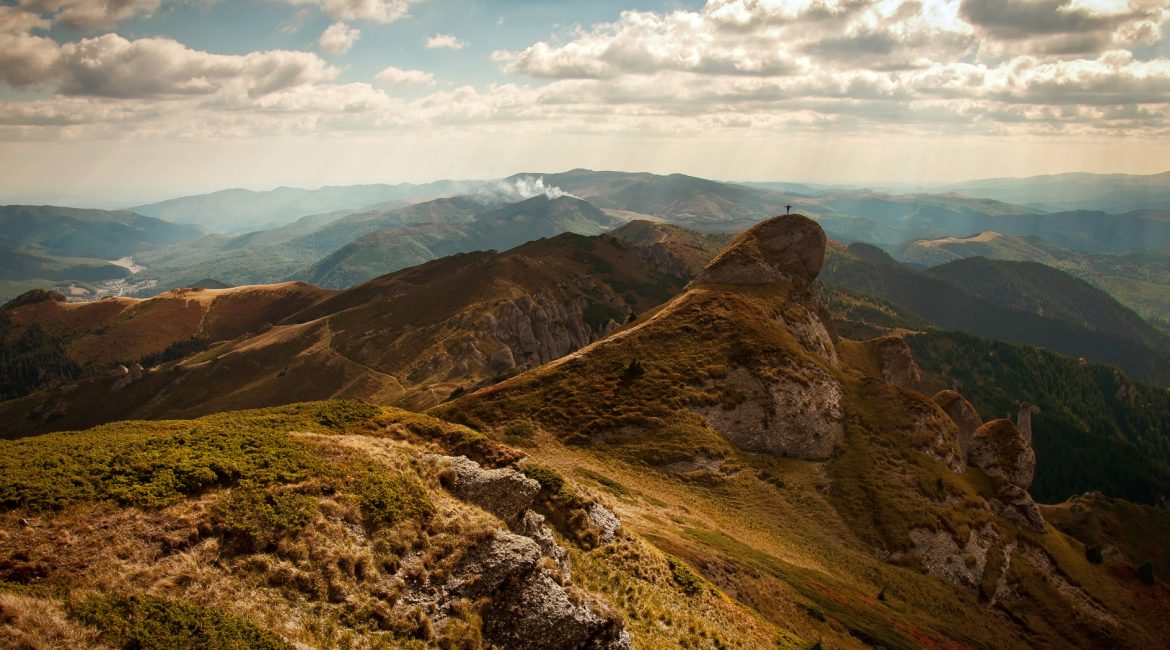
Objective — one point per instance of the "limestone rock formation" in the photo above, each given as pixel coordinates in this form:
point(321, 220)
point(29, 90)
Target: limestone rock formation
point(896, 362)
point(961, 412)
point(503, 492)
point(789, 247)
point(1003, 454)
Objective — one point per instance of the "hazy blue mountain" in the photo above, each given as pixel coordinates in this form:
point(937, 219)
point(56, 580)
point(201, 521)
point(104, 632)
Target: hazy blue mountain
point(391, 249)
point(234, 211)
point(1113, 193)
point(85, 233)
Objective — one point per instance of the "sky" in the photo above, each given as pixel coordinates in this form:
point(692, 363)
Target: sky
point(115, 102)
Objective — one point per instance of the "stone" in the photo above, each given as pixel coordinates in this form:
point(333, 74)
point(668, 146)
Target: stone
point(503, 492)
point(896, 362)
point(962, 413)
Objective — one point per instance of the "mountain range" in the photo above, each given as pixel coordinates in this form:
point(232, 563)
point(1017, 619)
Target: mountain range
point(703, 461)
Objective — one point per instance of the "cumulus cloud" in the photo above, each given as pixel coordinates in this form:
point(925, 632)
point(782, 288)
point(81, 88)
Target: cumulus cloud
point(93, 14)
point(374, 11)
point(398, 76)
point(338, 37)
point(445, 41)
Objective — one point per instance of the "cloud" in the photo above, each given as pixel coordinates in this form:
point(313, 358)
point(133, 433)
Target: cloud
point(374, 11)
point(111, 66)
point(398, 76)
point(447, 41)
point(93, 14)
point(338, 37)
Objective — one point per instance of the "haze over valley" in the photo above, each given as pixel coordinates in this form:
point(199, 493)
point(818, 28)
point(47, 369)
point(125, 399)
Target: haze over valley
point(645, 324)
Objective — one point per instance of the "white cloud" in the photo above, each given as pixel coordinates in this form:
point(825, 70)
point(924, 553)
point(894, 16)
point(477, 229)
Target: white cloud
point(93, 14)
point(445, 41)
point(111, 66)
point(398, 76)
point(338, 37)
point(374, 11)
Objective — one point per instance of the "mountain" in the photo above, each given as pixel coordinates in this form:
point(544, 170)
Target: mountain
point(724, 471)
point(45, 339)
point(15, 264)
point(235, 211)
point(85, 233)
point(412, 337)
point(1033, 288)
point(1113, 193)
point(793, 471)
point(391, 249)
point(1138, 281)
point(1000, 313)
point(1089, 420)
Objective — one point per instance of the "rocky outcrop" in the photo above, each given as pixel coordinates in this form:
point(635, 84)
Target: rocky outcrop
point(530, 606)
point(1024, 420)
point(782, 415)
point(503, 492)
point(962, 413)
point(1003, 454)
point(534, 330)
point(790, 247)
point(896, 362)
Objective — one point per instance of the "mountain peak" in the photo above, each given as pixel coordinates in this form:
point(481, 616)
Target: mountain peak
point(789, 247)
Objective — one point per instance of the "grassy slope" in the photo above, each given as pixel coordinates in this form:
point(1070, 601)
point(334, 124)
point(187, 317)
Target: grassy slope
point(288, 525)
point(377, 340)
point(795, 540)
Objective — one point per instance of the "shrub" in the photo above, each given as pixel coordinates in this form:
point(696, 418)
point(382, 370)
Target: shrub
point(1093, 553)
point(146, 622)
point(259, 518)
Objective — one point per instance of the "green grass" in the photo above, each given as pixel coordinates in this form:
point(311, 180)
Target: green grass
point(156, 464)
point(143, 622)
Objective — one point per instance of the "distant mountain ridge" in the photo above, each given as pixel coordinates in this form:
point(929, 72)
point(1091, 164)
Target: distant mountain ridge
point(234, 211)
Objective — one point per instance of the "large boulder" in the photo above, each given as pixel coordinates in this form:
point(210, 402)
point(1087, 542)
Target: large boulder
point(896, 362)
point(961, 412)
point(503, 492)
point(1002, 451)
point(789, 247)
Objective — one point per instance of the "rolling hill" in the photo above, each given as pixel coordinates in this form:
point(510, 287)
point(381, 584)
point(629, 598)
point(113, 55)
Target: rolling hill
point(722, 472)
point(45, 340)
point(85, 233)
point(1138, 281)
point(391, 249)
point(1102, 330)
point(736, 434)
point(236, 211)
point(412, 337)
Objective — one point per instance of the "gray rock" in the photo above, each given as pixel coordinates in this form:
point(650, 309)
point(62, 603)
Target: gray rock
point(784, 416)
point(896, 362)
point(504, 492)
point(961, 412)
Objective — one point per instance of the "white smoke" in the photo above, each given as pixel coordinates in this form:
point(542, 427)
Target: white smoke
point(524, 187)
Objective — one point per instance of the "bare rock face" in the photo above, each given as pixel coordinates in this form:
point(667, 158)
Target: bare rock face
----------
Copy the material above word for word, images excluded.

= EXERCISE RESULT =
Objective — one point per instance of the "limestone rock formation" in the photo above, each given as pixel coordinates in this form:
point(321, 220)
point(29, 90)
Target: limestone rock formation
point(896, 362)
point(961, 412)
point(503, 492)
point(789, 247)
point(1003, 454)
Objective — one point per instance of the "hazy blue mountain" in the photo above, each given as pixel coordinates in this form:
point(937, 219)
point(56, 580)
point(201, 521)
point(104, 632)
Target: hazy blue mountain
point(391, 249)
point(234, 211)
point(1113, 193)
point(85, 233)
Objective — one point per instance of the "sky" in the photo above, each given as pixel coordinates in this form:
point(692, 363)
Target: sky
point(115, 102)
Objective — one point per instance of the "stone" in the photo above, each given as pixel coordinates in this form:
point(333, 74)
point(668, 146)
Target: stone
point(503, 492)
point(896, 362)
point(962, 413)
Objective — one point per instance of the "mountain range" in the photo above, each given as pixel coordinates in this form:
point(232, 563)
point(1017, 619)
Target: mountain range
point(703, 461)
Objective — one point per instance of the "cumulus cloud" in the photo above, each given as pixel coordinates in this form:
point(925, 632)
point(782, 288)
point(81, 88)
Target: cumulus cloud
point(93, 14)
point(374, 11)
point(398, 76)
point(338, 37)
point(445, 41)
Objective — one point per instance of the "cloud" in the photo above, each given as pixel coordinates in this form:
point(313, 358)
point(133, 433)
Target: cloud
point(374, 11)
point(111, 66)
point(398, 76)
point(447, 41)
point(93, 14)
point(338, 37)
Objective — one point per instance of the "haze over valley" in the photo above, each given as pixel coordinates in this form:
point(199, 493)
point(818, 28)
point(47, 369)
point(125, 399)
Target: haze over valley
point(645, 324)
Objective — one point per instance of the "white cloud" in the photo above, each given as pixel coordinates in this form:
point(825, 70)
point(924, 553)
point(894, 16)
point(477, 229)
Target: white cloud
point(93, 14)
point(445, 41)
point(111, 66)
point(398, 76)
point(338, 37)
point(374, 11)
Objective — one point per instance of the "mountain" in the photo above, each given as pixel coordinates in this form:
point(544, 170)
Target: mountain
point(724, 471)
point(45, 339)
point(15, 264)
point(235, 211)
point(85, 233)
point(412, 337)
point(1033, 288)
point(1113, 193)
point(793, 471)
point(391, 249)
point(1138, 281)
point(1000, 313)
point(1089, 420)
Objective — one point per instance of the "rocky outcrop" in the photo above, each given as pixel coordinates in this form:
point(635, 84)
Target: rocky outcrop
point(530, 606)
point(1024, 420)
point(782, 415)
point(503, 492)
point(962, 413)
point(1003, 454)
point(534, 330)
point(790, 247)
point(896, 362)
Objective — one point per instance of the "mountain peak" in the photo above, each given as pixel coordinates in this form:
point(481, 616)
Target: mountain peak
point(789, 247)
Objective — one point per instance of the "grassy slope" in the photo above, each given as pixel coordinates in this form:
point(1070, 601)
point(334, 124)
point(187, 317)
Target: grassy slope
point(288, 525)
point(377, 340)
point(795, 540)
Objective — one point per instance of the "shrub" in the photo above, each given as pixel coordinates in this form:
point(696, 418)
point(382, 370)
Target: shrub
point(1093, 553)
point(146, 622)
point(259, 518)
Objective — one point per instance of the "green grass" in the photo above, each given as pixel coordinates in this form:
point(311, 180)
Target: green grass
point(156, 464)
point(143, 622)
Objective — one point per instance of the "distant mountain ridge" in the photo above, each given as pixel coordinates in this form:
point(929, 72)
point(1091, 164)
Target: distant mountain ridge
point(234, 211)
Objective — one point per instance of the "large boulder" in the photo above, each given as pixel coordinates in this form:
point(210, 402)
point(1087, 542)
Target: large boulder
point(896, 362)
point(961, 412)
point(503, 492)
point(1002, 451)
point(789, 247)
Objective — one point per instance of the "rolling hill" in the photo above, each given as pixel coordinates in this form:
point(510, 287)
point(381, 584)
point(629, 598)
point(113, 55)
Target: rolling hill
point(722, 472)
point(45, 340)
point(85, 233)
point(1138, 281)
point(391, 249)
point(1102, 330)
point(736, 434)
point(236, 211)
point(412, 337)
Objective — one point per instance of the "gray rock" in the photo above, each given as pixel coordinates in this form:
point(650, 309)
point(62, 603)
Target: gray rock
point(784, 416)
point(896, 362)
point(504, 492)
point(961, 412)
Objective — one point per instance of the "white smoke" in the photo above, each given as pixel coordinates in this form:
point(542, 427)
Target: white smoke
point(524, 187)
Objective — one point per instance of the "bare rock face" in the photo above, each given as pixel coordinates in this form:
point(667, 158)
Target: bare rock face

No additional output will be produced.